WHAT TO DO> Would you retype, word for word, the line with "find metal beam" and every line after it through the end of the records below?

## start

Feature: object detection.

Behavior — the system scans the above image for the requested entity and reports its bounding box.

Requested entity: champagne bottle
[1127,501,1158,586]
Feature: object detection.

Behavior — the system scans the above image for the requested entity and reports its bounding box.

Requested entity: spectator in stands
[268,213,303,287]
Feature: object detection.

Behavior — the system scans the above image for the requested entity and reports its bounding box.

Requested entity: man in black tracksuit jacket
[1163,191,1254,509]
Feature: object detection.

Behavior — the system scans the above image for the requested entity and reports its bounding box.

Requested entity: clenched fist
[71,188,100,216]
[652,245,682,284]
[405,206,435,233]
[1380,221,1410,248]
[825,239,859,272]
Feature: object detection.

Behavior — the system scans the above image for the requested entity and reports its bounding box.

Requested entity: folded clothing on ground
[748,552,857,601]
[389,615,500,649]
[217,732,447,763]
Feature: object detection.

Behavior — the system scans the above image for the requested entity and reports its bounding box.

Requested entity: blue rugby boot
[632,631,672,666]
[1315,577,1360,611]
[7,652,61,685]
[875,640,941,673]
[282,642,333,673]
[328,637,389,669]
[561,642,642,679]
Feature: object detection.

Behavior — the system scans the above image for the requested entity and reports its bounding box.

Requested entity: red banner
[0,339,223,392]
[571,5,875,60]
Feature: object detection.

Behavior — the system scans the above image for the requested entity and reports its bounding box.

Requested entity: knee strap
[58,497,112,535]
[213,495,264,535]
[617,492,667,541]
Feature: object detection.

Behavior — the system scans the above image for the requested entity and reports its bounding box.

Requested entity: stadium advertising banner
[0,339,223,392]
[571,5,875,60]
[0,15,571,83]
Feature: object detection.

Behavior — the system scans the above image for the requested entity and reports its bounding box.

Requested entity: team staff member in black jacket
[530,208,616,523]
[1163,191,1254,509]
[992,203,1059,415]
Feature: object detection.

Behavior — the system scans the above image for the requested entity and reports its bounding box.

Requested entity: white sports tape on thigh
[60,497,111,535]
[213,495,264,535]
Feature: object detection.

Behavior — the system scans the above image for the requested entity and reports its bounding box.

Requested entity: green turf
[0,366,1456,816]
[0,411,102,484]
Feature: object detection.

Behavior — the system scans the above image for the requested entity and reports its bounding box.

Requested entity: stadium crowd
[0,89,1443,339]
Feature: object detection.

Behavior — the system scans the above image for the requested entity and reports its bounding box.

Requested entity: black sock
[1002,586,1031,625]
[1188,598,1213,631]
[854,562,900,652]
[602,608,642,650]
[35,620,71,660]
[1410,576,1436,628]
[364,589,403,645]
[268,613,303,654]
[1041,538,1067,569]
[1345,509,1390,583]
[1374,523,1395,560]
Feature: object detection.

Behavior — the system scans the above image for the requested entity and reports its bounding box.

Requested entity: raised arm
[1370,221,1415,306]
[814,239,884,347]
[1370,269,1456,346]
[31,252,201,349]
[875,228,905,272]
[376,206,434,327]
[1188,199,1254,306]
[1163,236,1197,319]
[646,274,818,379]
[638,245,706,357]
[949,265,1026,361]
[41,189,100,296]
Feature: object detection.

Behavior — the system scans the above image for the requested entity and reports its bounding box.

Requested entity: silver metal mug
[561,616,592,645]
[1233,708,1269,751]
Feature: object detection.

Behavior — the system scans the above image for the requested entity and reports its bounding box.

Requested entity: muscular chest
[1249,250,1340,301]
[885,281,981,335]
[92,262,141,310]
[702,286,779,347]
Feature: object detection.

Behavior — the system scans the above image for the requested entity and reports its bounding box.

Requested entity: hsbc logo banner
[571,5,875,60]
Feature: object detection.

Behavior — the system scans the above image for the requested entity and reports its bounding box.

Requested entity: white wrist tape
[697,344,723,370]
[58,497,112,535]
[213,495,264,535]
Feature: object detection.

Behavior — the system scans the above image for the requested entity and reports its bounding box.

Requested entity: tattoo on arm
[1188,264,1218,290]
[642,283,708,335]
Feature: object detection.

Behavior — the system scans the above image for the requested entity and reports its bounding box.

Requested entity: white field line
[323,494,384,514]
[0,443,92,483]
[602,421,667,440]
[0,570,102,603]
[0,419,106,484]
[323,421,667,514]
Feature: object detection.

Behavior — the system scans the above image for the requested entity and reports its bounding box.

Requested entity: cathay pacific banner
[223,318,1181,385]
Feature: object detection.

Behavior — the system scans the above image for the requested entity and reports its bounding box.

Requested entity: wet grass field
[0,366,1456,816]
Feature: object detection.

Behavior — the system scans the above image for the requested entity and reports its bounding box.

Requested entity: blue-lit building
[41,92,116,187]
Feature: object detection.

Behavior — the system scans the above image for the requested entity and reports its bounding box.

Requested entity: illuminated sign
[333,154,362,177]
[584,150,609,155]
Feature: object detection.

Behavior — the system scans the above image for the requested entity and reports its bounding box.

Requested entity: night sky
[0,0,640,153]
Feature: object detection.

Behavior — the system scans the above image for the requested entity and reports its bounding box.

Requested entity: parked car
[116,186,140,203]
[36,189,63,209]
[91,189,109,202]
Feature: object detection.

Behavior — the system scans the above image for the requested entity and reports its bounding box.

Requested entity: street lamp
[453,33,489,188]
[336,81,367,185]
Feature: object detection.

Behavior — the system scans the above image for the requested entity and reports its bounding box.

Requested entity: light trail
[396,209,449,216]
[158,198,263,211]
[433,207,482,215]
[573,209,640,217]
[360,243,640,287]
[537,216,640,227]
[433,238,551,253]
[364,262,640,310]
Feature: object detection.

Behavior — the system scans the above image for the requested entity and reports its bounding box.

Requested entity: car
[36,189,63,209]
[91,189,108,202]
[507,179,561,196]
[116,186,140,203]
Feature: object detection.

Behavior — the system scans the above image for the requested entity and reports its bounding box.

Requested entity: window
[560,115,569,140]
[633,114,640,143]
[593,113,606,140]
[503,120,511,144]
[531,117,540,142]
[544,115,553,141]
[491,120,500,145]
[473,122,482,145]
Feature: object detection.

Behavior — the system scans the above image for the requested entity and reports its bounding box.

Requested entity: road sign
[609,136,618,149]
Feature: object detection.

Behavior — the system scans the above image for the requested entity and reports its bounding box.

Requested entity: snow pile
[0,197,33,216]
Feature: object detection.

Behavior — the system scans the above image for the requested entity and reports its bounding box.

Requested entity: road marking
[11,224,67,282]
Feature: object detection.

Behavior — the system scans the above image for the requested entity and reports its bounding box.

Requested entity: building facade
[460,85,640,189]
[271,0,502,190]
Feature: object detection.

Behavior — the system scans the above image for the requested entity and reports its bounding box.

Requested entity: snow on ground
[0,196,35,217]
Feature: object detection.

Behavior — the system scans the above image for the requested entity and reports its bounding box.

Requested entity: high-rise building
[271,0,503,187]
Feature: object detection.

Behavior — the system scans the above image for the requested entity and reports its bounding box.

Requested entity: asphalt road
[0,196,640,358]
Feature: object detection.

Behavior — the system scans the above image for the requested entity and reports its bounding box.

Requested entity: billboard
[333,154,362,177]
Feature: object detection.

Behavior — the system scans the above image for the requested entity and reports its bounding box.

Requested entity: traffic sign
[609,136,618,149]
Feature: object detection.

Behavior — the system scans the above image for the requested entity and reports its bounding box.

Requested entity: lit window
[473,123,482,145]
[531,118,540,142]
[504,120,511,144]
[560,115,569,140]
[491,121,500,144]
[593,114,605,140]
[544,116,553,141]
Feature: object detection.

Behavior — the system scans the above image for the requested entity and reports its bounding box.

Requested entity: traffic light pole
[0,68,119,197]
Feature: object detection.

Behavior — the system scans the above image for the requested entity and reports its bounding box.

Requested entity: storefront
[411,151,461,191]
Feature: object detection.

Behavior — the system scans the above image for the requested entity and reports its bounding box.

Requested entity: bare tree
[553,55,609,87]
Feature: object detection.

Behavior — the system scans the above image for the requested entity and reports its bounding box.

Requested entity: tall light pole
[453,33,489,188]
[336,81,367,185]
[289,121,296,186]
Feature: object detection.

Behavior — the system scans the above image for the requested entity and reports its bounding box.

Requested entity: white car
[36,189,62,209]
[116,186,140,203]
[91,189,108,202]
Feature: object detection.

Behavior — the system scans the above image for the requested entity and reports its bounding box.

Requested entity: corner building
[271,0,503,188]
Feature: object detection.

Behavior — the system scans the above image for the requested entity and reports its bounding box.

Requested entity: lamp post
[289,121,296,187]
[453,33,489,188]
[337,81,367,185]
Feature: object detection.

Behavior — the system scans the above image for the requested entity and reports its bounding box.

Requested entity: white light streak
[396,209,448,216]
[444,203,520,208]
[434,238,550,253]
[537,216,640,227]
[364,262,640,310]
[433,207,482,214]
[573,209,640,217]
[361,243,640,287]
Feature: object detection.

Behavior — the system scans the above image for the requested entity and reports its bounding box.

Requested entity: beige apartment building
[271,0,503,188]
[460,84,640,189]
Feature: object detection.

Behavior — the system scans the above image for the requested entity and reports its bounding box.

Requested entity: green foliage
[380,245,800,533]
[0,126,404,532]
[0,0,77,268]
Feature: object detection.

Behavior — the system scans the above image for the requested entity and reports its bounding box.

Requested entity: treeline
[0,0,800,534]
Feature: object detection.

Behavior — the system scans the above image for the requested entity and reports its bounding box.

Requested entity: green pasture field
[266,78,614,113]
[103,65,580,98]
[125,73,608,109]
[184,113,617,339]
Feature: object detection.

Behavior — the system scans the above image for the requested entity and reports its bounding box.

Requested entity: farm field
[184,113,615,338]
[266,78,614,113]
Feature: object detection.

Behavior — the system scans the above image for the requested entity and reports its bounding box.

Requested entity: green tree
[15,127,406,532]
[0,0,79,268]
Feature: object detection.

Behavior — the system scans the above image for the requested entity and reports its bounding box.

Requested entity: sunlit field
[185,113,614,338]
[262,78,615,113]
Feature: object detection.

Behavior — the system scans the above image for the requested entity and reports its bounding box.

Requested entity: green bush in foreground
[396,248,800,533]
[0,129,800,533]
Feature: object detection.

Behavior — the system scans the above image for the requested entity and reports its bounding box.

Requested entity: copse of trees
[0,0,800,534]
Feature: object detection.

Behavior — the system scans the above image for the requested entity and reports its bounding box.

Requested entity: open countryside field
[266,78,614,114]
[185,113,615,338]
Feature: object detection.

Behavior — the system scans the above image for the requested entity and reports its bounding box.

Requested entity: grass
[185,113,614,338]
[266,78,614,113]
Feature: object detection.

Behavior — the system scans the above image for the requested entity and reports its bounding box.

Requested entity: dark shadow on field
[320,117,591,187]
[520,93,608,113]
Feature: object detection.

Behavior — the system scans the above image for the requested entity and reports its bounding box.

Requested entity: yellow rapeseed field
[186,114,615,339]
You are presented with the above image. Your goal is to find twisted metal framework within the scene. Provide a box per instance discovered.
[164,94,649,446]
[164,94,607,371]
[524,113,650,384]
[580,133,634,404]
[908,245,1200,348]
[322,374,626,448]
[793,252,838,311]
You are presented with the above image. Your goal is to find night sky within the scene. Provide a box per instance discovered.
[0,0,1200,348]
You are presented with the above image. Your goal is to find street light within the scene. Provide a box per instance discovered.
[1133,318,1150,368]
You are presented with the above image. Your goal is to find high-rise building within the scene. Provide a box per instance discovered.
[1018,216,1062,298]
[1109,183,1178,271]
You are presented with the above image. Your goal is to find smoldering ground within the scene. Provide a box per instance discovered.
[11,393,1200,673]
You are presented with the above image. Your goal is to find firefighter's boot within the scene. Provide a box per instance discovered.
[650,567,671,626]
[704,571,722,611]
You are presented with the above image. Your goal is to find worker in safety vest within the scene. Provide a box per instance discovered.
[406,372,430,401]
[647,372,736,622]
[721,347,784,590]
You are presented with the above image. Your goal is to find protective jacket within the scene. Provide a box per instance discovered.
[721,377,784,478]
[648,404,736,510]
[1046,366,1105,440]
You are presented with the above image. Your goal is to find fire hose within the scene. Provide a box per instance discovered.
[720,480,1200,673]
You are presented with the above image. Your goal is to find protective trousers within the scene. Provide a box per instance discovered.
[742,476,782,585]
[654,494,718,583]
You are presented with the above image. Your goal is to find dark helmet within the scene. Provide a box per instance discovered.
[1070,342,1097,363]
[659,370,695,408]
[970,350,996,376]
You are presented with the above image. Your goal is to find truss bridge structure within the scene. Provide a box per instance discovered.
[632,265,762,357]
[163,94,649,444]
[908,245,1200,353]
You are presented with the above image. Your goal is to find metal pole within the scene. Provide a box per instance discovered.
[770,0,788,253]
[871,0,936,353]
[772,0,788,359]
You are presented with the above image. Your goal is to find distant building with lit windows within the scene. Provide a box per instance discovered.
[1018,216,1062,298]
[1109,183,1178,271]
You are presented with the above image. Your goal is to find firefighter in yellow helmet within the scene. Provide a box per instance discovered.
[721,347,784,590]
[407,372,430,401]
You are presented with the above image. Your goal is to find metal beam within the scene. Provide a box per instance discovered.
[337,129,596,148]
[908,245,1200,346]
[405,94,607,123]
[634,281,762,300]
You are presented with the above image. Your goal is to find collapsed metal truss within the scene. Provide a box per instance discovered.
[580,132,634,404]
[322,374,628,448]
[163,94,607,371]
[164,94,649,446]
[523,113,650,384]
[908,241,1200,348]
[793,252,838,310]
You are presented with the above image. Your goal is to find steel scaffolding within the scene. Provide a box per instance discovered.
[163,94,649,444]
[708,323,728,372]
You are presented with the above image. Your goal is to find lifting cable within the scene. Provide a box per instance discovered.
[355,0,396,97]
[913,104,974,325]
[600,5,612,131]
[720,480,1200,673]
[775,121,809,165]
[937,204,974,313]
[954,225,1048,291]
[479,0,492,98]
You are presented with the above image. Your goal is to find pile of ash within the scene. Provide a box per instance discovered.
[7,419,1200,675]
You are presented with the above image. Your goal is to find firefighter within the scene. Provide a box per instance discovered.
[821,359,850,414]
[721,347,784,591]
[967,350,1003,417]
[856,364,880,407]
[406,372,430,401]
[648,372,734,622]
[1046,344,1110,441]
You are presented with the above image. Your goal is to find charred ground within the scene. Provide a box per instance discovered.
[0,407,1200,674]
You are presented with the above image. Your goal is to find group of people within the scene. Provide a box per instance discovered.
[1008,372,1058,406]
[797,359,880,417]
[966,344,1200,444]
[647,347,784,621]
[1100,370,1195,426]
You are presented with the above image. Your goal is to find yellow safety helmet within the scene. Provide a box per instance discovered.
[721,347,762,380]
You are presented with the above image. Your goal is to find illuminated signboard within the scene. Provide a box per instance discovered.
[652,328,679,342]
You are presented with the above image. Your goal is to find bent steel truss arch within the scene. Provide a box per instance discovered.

## end

OUTPUT FOR THIS TASK>
You are presented with the above image. Your goal is to find metal beam within the scene. Provide a box per instance discovered.
[337,129,596,148]
[908,245,1200,346]
[405,94,607,123]
[634,281,762,300]
You are presented with the above image. Your goal is to find collapsed metal truss within the scene. Provide a box per instance discovered.
[580,132,634,404]
[322,374,628,448]
[163,94,607,371]
[164,94,649,446]
[523,113,650,384]
[908,241,1200,348]
[793,252,838,310]
You are presented with the above image. Your goal is to find steel scaffolding within the scene. Provide a box per instance discovered.
[163,94,649,444]
[708,323,728,372]
You are presented with the above image. Your goal is to find lifting cable within the scene. Provide a box per instance discovered.
[355,0,396,97]
[913,104,974,325]
[600,5,612,131]
[720,480,1200,673]
[775,121,809,165]
[937,204,974,313]
[954,225,1048,291]
[479,0,492,98]
You are presented with the above image. Your goal is to find pile of ash within the scene. Provide a box per instance discovered.
[7,419,1200,675]
You are presented with the above image. Your goal is to find firefighter within the scene. Provide a box per instance discovered.
[821,359,850,414]
[721,347,784,591]
[967,350,1003,417]
[856,364,880,407]
[406,372,430,401]
[648,372,734,622]
[1046,344,1110,441]
You are presented with the above image. Your goal is to find charred ground within the scene. Provide a box per instance discovered.
[0,407,1200,674]
You are presented with the above image. Your goal is to find group of people within the scene. Provide a box per instance discovered.
[1008,372,1058,406]
[797,359,880,417]
[966,344,1200,444]
[647,347,784,621]
[1100,370,1195,426]
You are presented with the above image. Your goal is to find yellow safety helmet within the scene. Provide a box per instance discovered.
[721,347,762,380]
You are presented with the above image. Your goal is to find illuminated signboard within the scene. Provide a box per instance discovered.
[652,328,679,342]
You are presented with the above image. Your goal is to find bent steel truss arch within the scene. Provide a box per instance discovered.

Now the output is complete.